What you need to do:
Output only the lines below from the one containing "Target: camouflage uniform pattern" to the one containing "Each instance of the soldier gets", exactly as written, both ends kept.

Available data:
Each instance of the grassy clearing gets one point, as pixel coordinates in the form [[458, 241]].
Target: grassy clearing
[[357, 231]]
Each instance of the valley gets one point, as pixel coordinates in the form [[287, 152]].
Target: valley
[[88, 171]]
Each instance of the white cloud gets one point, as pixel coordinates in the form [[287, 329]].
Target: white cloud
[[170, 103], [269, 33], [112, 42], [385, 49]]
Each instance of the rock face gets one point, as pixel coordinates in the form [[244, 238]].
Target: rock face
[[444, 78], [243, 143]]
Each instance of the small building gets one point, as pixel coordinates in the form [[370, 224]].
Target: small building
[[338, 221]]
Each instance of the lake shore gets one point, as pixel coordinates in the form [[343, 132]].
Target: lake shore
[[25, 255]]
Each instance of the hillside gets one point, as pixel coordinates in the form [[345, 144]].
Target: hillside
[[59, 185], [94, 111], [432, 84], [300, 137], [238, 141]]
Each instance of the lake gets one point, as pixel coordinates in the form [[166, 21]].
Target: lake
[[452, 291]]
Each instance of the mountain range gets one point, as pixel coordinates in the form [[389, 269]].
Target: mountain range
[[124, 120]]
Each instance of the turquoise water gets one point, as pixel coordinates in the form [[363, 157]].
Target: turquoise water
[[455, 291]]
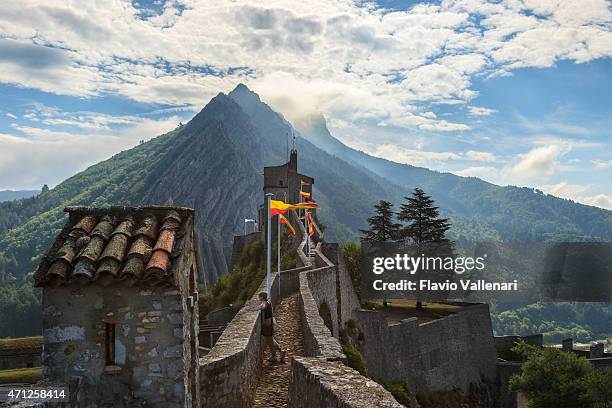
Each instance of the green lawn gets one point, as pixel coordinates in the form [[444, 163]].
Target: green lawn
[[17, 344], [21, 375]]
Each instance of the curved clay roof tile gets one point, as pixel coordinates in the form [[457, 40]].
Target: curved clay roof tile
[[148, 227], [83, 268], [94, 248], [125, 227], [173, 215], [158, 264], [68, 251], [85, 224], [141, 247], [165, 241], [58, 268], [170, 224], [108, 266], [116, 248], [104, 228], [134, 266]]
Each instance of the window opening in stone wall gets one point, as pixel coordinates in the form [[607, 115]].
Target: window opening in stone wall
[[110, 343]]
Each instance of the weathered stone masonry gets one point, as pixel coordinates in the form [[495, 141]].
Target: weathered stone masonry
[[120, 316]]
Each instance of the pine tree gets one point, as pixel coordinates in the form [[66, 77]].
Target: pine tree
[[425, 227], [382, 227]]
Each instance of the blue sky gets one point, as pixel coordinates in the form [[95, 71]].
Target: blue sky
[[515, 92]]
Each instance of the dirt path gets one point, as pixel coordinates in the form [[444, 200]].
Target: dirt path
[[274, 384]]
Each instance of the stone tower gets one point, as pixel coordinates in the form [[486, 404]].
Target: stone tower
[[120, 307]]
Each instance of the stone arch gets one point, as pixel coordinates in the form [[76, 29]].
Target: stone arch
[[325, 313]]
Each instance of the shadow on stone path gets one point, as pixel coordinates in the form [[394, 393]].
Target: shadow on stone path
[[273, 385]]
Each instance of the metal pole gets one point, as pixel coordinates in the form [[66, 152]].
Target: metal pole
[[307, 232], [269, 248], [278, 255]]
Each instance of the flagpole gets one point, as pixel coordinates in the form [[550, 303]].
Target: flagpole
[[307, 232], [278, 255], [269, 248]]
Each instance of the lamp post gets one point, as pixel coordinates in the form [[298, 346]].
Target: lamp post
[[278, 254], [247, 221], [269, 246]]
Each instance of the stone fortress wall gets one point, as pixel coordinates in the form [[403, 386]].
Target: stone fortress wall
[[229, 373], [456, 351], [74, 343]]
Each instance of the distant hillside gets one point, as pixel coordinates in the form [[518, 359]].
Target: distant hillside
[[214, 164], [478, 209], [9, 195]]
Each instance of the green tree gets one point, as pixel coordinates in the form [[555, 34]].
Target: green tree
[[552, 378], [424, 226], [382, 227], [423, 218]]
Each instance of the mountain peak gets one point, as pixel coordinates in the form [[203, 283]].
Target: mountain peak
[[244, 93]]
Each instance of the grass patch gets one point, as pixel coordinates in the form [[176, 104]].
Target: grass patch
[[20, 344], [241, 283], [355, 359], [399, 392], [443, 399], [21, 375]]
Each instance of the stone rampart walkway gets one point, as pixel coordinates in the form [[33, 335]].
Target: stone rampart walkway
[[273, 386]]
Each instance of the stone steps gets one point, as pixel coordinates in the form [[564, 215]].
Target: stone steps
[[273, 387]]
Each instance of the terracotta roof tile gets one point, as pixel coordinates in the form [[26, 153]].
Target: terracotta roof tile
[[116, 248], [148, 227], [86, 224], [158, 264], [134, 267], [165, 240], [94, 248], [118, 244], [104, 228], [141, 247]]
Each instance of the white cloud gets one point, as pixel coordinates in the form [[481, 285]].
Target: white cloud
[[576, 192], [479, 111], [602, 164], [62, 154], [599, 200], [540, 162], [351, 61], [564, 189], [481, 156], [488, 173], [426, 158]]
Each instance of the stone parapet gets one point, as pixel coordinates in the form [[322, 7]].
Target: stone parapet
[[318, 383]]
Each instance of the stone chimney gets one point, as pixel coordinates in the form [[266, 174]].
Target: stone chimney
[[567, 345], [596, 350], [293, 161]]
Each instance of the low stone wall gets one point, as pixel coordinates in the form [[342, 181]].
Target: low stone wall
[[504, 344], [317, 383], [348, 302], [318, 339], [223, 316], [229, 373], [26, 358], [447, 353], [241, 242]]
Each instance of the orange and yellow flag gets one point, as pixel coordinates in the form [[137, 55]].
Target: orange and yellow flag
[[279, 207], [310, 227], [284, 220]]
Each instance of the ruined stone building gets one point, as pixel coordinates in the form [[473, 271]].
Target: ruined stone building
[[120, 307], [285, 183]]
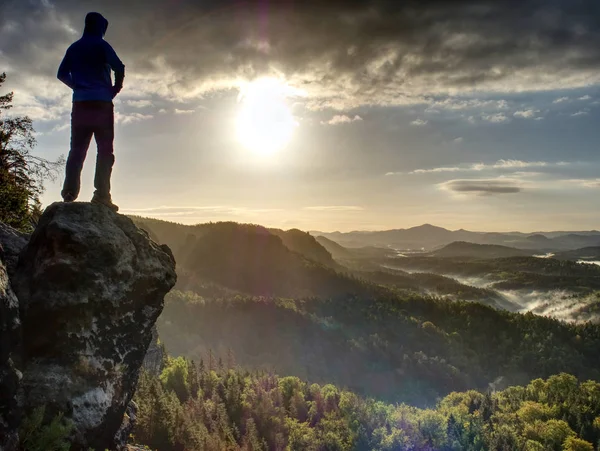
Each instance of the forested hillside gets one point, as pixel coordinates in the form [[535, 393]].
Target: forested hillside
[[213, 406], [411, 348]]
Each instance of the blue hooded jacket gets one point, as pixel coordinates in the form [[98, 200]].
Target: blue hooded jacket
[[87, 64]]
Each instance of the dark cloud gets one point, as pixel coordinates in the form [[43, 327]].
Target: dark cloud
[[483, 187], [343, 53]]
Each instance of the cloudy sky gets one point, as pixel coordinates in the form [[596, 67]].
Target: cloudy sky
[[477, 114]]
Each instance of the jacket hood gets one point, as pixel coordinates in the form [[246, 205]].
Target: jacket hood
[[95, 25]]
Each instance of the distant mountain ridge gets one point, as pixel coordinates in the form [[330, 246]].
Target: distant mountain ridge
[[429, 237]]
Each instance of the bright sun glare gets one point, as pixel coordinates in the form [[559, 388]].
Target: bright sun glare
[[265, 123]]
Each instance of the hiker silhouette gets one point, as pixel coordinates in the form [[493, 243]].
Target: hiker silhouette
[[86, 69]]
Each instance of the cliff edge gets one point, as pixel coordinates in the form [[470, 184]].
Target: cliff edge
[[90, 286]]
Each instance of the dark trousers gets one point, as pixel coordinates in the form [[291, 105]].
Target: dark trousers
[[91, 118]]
...
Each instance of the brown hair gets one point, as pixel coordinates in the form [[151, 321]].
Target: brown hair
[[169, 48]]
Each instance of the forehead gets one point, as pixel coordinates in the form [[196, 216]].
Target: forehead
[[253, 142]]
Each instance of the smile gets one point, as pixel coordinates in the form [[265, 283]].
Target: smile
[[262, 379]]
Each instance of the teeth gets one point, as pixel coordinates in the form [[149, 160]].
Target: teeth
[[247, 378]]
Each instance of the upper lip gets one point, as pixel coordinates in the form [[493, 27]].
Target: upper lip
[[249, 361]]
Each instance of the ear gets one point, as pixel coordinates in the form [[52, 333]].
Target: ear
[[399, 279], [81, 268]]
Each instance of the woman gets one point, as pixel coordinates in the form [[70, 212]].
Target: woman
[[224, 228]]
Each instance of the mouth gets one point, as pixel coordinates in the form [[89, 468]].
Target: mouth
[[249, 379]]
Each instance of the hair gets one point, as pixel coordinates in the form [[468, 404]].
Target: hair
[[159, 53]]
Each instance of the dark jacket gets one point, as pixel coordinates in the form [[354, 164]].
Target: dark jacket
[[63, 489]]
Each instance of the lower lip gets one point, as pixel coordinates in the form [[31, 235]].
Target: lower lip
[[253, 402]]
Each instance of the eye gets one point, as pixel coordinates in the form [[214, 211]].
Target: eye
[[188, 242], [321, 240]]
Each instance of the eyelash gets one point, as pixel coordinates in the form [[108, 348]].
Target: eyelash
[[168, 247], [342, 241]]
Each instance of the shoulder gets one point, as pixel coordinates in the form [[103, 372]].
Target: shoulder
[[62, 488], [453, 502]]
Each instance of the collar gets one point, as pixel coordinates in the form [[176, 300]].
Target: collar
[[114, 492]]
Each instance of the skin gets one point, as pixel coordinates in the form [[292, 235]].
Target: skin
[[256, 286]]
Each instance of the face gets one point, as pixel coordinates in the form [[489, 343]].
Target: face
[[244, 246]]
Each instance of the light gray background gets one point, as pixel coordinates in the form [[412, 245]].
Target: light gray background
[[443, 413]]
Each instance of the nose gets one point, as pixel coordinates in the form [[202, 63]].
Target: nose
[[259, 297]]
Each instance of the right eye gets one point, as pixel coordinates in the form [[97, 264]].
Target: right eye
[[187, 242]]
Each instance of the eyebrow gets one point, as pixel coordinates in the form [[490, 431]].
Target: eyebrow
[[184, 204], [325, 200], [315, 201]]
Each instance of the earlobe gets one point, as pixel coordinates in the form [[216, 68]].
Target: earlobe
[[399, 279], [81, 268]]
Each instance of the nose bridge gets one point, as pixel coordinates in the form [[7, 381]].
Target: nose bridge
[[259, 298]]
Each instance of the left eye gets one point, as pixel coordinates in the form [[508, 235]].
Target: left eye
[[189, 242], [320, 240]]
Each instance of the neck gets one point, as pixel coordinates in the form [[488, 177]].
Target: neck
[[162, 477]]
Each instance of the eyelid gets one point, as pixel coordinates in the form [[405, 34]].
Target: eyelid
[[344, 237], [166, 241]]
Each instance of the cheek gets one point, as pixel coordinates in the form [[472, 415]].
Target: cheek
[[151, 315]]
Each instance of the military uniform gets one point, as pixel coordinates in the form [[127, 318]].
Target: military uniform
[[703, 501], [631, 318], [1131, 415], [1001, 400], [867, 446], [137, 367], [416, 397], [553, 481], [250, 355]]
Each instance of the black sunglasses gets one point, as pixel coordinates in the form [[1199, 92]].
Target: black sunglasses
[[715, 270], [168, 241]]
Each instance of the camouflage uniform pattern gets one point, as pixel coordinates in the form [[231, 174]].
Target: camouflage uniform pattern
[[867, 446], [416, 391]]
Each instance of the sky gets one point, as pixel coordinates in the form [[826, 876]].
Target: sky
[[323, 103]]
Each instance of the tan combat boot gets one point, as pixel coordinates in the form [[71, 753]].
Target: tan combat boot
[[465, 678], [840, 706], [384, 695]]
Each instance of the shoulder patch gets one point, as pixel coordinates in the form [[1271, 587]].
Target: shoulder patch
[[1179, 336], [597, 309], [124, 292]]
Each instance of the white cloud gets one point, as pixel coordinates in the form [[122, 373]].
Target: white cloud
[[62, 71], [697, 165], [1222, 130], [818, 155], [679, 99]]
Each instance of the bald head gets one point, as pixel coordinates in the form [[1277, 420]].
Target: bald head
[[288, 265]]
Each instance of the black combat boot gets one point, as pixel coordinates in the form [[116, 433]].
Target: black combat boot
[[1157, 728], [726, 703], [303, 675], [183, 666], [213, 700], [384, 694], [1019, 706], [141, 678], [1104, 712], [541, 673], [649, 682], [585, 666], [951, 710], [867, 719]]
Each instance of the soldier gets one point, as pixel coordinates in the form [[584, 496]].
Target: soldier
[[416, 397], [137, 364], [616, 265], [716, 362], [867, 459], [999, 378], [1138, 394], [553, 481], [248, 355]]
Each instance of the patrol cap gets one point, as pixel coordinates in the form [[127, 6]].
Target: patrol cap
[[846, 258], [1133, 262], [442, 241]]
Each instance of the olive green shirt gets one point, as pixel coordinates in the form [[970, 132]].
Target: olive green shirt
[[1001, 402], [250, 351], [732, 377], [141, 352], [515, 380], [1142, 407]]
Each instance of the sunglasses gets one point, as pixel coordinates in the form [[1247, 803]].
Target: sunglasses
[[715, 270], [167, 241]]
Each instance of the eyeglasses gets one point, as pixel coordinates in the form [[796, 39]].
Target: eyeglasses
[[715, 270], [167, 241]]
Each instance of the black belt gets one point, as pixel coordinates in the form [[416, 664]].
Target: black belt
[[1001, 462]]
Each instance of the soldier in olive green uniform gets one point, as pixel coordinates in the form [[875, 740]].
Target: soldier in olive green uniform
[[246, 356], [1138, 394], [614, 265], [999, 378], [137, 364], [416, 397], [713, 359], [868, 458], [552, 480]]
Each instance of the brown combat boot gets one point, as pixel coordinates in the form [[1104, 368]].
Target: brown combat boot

Answer for this exercise:
Target: camouflage uniform pattern
[[867, 446], [416, 391]]
Each instance of the sky gets one point, as pixel coordinates in the form [[826, 876]].
Target: sky
[[323, 103]]
Each instance of the tan combat boot gets one point, as pixel coordinates in the form [[71, 753]].
Target: tan combat boot
[[465, 678], [840, 706], [384, 695]]
Each instance of the shoulder patch gets one point, as pixel coordinates in the form [[1271, 587]].
Target: shoulder patch
[[1179, 336], [597, 309], [124, 292]]
Each instance of the white cloud gets one point, as pixel coordinates in the form [[122, 373]].
Target: white cloud
[[62, 71], [697, 165], [1222, 130], [818, 155], [679, 99]]
Each instance of the bald head gets one point, as pixel coordinates in the form [[1277, 420]].
Target: bald head
[[288, 265]]
Each instance of the black combat boot gets one point, as pixel coordinates in the form [[116, 433]].
Target: black combat boot
[[1157, 728], [726, 703], [303, 675], [183, 666], [213, 700], [384, 694], [1019, 706], [141, 678], [1104, 712], [541, 673], [649, 682], [585, 666], [951, 710], [867, 719]]
Each instance of the soldier gets one point, as pixel coordinates in the form [[584, 496]].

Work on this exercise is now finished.